▶ **Document passage**:
· · ·

- Directed by: Jeron Braxton
- Written by: Brian Ash
- Produced by: Alex Lebovici; Scott Mescudi; Karina Manashil; Willow Smith; Aaron Bergman;
- Starring: Scott Mescudi; Willow Smith; Teyana Taylor; Anna Sawai; John Cho; John Boyega; Winston Duke; LaKeith Stanfield;
- Music by: Kid Cudi
- Production companies: Hammerstone Studios; Script 2 Screen; Mad Solar; Capstone Pictures;
- Country: United States
- Language: English

= Slime (film) =

Slime is an upcoming American animated action adventure science fiction film directed by Jeron Braxton and written by Brian Ash. It stars Willow Smith, Scott Mescudi, Teyana Taylor, Anna Sawai, John Cho, John Boyega, Winston Duke, and LaKeith Stanfield.

==Plot==
Set in a nearby dystopian future, the film follows Muna, a broke young woman who gets injected with slime during an experimental clinical trial. As the slime awakens uncontrollable powers and mysterious visions, she kidnaps Glenn, the lab worker who injected her, and the two seek out a cure.

· · ·

▶ **What the task asks**: Resume the article on the animated film Slime after its final sentence, writing what comes next in the same encyclopedic style.

▶ **Recorded data**:
· · ·

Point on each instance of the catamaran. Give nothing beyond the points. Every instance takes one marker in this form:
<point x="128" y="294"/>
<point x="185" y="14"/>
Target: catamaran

· · ·

▶ **Final answer**:
==Voice cast==
- Scott Mescudi as Glenn
- Willow Smith as Muna
- Teyana Taylor
- Anna Sawai
- John Cho
- John Boyega
- Winston Duke
- LaKeith Stanfield

== Production ==
In December 2023, it was announced that Scott Mescudi was set to star in and produce the film, to be directed by Jeron Braxton and written by Brian Ash. In September 2025, Willow Smith, Teyana Taylor, Anna Sawai, John Cho, and John Boyega joined the voice cast, with Smith also serving as a producer. In November, Winston Duke and LaKeith Stanfield joined the cast, with voice recording beginning that month.